### MATERIALS PROVIDED
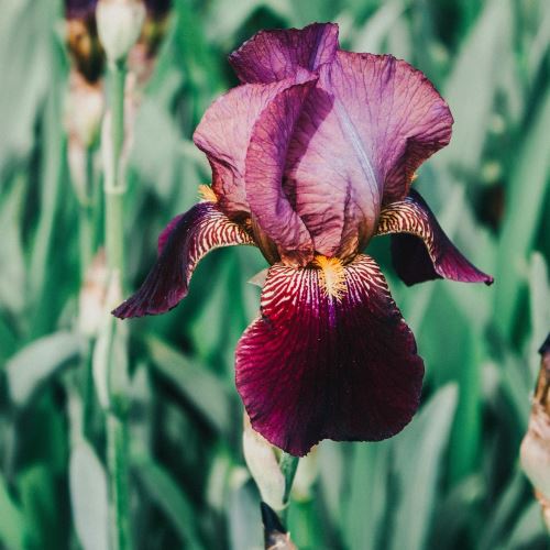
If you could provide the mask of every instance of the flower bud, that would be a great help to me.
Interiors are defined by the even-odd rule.
[[[144,19],[145,6],[141,0],[99,0],[96,20],[109,62],[127,57],[140,37]]]
[[[262,501],[275,510],[282,510],[285,507],[285,477],[280,472],[273,447],[252,428],[246,414],[244,415],[243,452]]]

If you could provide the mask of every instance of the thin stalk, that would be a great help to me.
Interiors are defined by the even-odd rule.
[[[123,63],[109,65],[110,112],[111,112],[111,151],[109,166],[105,178],[105,231],[106,255],[110,280],[123,286],[124,280],[124,234],[123,205],[125,182],[122,176],[121,155],[124,143],[124,80]],[[109,387],[110,406],[106,411],[107,424],[107,466],[110,492],[110,532],[112,550],[131,548],[129,519],[129,484],[128,484],[128,430],[125,422],[124,396],[113,395],[111,382],[117,369],[114,350],[123,345],[119,324],[113,322],[110,331],[111,341],[108,346],[106,375]],[[119,388],[120,389],[120,388]]]
[[[86,174],[85,193],[79,200],[78,208],[78,237],[79,237],[79,261],[80,282],[86,280],[86,273],[94,257],[94,152],[88,148],[86,152]]]
[[[280,453],[280,459],[278,465],[280,468],[280,472],[285,477],[285,494],[283,495],[283,504],[285,508],[280,513],[282,519],[286,519],[286,513],[288,509],[288,501],[290,499],[290,491],[293,488],[294,479],[296,476],[296,471],[298,470],[298,462],[300,459],[298,457],[293,457],[287,452]]]

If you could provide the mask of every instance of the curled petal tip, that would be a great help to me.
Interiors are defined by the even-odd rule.
[[[376,234],[392,234],[394,267],[407,286],[437,278],[487,286],[494,283],[491,275],[477,270],[454,246],[414,189],[404,200],[382,210]]]
[[[542,345],[539,349],[539,353],[541,355],[550,354],[550,332],[547,336],[547,339],[542,343]]]
[[[125,319],[169,311],[187,295],[193,272],[212,249],[253,244],[249,233],[212,202],[174,218],[158,238],[158,260],[141,288],[112,311]]]

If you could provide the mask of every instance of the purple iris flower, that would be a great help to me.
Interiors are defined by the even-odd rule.
[[[493,282],[410,189],[449,143],[449,107],[407,63],[340,50],[336,24],[262,31],[229,59],[242,85],[194,136],[212,167],[210,198],[168,224],[156,264],[114,315],[167,311],[207,252],[256,245],[271,267],[235,376],[252,427],[295,455],[326,438],[389,438],[418,408],[424,363],[362,251],[396,233],[405,283]]]

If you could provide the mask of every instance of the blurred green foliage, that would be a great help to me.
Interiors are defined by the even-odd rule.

### GIVEN PROBLEM
Rewrite every row above with each "mask" changed to "outline" and nothing else altered. Leave out the pictures.

### WRITTEN ANSWER
If you could provide the outline of every instance of the flower bud, that would be a great help to me.
Interiors are defined by the even-odd rule.
[[[144,19],[145,6],[141,0],[99,0],[96,20],[109,62],[127,57],[140,37]]]
[[[262,501],[275,510],[282,510],[285,507],[285,477],[280,472],[273,447],[252,428],[246,414],[244,415],[243,452]]]

If you could provide the outline of every instance of the thin stalk, that would be a great help to me.
Interiors are defined by the even-odd rule.
[[[123,63],[109,65],[110,112],[111,112],[111,151],[109,166],[105,178],[105,231],[106,255],[110,280],[123,286],[124,280],[124,234],[123,205],[125,182],[122,176],[121,155],[124,143],[124,80]],[[109,387],[110,406],[106,411],[107,424],[107,466],[110,492],[110,532],[112,550],[131,548],[129,519],[129,484],[128,484],[128,430],[125,422],[124,396],[113,395],[111,382],[117,369],[114,350],[123,345],[119,324],[113,322],[110,331],[111,341],[108,346],[106,375]],[[119,388],[120,389],[120,388]]]
[[[86,174],[85,193],[79,200],[78,208],[78,237],[79,237],[79,261],[80,282],[86,280],[86,273],[94,257],[94,152],[88,148],[86,152]]]
[[[280,453],[280,459],[278,465],[280,468],[280,472],[285,477],[285,494],[283,495],[283,504],[285,508],[280,513],[282,519],[286,519],[286,513],[288,509],[288,501],[290,499],[290,491],[293,488],[294,479],[296,476],[296,471],[298,470],[298,462],[300,459],[298,457],[293,457],[287,452]]]

If you could provide the outline of every instance of the curled petal tip, that would be a great help to me.
Interiors are defined by the even-odd rule.
[[[376,234],[392,234],[394,267],[407,286],[437,278],[487,286],[494,283],[491,275],[477,270],[454,246],[414,189],[404,200],[382,210]]]
[[[542,345],[539,349],[539,353],[541,355],[550,354],[550,332],[547,336],[547,339],[542,343]]]
[[[125,319],[169,311],[187,295],[193,272],[212,249],[253,244],[249,233],[212,202],[174,218],[158,238],[158,260],[141,288],[112,311]]]

If you could provide the outline of every instance of the purple iris flower, that would be a great help to me.
Interiors are defined by the even-odd rule.
[[[493,282],[410,189],[449,143],[449,107],[407,63],[340,50],[336,24],[262,31],[229,59],[242,85],[194,136],[212,167],[210,198],[168,224],[156,264],[114,315],[167,311],[207,252],[256,245],[271,267],[235,376],[252,427],[295,455],[326,438],[389,438],[418,408],[424,363],[362,251],[396,233],[405,283]]]

If you could provide the outline of every instance of the blurred green foliage, that would be a great help to me.
Interiors are defined by the even-odd rule.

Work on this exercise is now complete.